Required action:
The answer must be the full set of records, repeated exactly.

--- START ---

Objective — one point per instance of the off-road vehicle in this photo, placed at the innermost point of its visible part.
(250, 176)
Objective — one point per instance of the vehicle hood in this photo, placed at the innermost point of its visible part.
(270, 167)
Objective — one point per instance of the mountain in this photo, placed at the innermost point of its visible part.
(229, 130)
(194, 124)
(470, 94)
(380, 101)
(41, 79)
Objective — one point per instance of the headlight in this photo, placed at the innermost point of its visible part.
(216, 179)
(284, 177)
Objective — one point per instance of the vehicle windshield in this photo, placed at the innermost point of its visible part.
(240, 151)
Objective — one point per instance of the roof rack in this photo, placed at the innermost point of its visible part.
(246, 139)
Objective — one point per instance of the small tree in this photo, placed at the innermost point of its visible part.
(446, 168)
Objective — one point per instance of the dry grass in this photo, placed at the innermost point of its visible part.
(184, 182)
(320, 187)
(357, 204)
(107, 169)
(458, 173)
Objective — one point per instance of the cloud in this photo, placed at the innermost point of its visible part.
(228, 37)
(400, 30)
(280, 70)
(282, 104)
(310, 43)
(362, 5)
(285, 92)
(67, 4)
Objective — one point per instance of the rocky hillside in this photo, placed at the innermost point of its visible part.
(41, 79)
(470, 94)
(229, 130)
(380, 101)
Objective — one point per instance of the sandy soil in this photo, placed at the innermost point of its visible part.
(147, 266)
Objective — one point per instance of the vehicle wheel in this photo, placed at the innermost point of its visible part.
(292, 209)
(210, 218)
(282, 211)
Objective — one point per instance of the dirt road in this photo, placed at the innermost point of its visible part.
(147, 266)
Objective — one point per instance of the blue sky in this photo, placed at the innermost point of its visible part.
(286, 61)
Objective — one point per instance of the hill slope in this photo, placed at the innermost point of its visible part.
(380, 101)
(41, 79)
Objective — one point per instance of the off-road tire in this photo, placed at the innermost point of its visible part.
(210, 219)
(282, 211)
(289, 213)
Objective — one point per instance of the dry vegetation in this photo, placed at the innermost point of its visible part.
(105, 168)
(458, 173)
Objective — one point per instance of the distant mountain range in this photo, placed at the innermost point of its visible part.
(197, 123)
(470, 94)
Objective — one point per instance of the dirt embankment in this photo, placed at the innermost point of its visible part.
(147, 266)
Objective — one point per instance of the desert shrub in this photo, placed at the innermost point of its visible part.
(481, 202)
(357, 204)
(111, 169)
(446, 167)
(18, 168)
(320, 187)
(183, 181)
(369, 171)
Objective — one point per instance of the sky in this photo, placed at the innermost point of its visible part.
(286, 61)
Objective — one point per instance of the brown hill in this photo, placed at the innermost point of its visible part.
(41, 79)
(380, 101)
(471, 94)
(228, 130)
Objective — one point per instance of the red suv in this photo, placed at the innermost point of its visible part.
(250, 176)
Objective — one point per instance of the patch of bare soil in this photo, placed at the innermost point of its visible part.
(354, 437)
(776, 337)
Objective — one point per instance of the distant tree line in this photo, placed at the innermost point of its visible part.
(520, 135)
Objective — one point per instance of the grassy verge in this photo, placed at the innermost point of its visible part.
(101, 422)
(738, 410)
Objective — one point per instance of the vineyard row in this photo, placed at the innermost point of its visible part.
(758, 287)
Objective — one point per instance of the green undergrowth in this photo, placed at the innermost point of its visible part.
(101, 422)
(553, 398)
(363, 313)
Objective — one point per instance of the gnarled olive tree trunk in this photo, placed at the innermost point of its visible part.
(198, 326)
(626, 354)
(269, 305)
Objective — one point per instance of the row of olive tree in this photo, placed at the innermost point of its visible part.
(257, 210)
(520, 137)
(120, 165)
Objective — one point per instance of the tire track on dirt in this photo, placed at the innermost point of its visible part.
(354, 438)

--- END ---

Output of the exercise:
Objective — one point per instance of the off-road vehicle in this photo, placed at the innermost point of its visible part.
(250, 176)
Objective — one point per instance of the vehicle hood in this photo, placed at the innermost point of its visible part.
(270, 167)
Objective — one point per instance of the mountain in this photo, placed at the innermost point of its visible part.
(229, 130)
(194, 124)
(470, 94)
(380, 101)
(41, 79)
Objective — one point per instance of the headlight in this photo, placed at the innermost point of its visible part.
(216, 179)
(284, 177)
Objective — one point per instance of the vehicle windshield in this photo, placed at the innermost point of its visible part.
(240, 151)
Objective — one point per instance of the roof rack in this photo, placed at the innermost point of its visible part.
(246, 139)
Objective — one point per instance of the small tree in this photo, placed at the innermost point of its visible part.
(446, 168)
Objective — one point per instance of the dry grass in this photo, placed at the innermost point of its visible part.
(184, 182)
(320, 187)
(357, 204)
(107, 169)
(458, 173)
Objective — one point per instance of the cloud in this photo, placed at the innermost point of its visible part.
(228, 37)
(400, 30)
(280, 70)
(282, 104)
(310, 43)
(362, 5)
(285, 92)
(67, 4)
Objective — one point per instance of the rocky hillside in this photo, placed at the innermost point of its visible part.
(41, 79)
(470, 94)
(229, 130)
(380, 101)
Objective — one point per instance of the sandy soil in this photo, placed at the innermost point of its visible part.
(147, 266)
Objective — one point per instance of the vehicle wheel in this photo, placed at the innermost point of its visible part.
(292, 209)
(210, 218)
(282, 211)
Objective — one point per instance of the dirt road in this photo, placed at the innermost point of its visible part.
(147, 266)
Objective — one point per instance of the blue sky in this photo, placed at the innermost point of its visible part.
(286, 61)
Objective — one point per instance of the hill slope in this photo, placed at the innermost point of its visible part.
(380, 101)
(41, 79)
Objective — one point per instance of the off-road tire in this photo, placed at the innermost point of its visible part.
(210, 219)
(282, 211)
(289, 213)
Objective — one point per instance of the dry vegetation in this photo, placed at the innermost point of its visible part.
(105, 168)
(458, 173)
Objective — one point per instance of the distant mountain range in this photo, placed at the innermost point of its visible part.
(197, 123)
(470, 94)
Objective — one point per instance of the dirt embankment in this photo, placed at the innermost point of its visible part.
(147, 266)
Objective — one point per instance of the desert shrub in this photo, placed at the innermost point of its visible part.
(481, 202)
(357, 204)
(111, 169)
(446, 167)
(18, 168)
(320, 187)
(183, 181)
(369, 171)
Objective — one point per instance of the sky in this photo, placed at the innermost point of its visible part.
(286, 61)
Objective — one point per instance of the brown hill in this photo, placed at the innermost point of its visible part.
(41, 79)
(380, 101)
(471, 94)
(228, 130)
Objective — one point per instance of the red suv in this photo, placed at the innermost point of its visible part.
(250, 176)
Objective — one point per instance of the patch of bare soil in this photo, placed at the innermost point of its visible part.
(354, 437)
(776, 337)
Objective — one point per instance of the distant tree line in this photo, placed at the innermost point of its visible part.
(520, 135)
Objective — one point per instance of the grassy verge in this photo, placed at the innermost point of its visible part.
(101, 422)
(738, 410)
Objective — one point per instance of the vineyard row in this photo, placed at the innermost point of its visible part.
(758, 287)
Objective — one point per instance of the green undergrowth in this photo, placed at the innermost point of its visible part.
(101, 422)
(553, 398)
(363, 313)
Objective — one point per instance of the gnarled olive tree trunk in this photo, placed at the innermost point of its visible part.
(198, 326)
(626, 354)
(269, 305)
Objective — one point per instance of the row of olive tree in this photo, placed at the innermost point of its visible part.
(257, 210)
(520, 137)
(120, 165)
Objective — one point per instance of the tire track on dirt in this photo, placed at the innermost point of its visible part.
(354, 438)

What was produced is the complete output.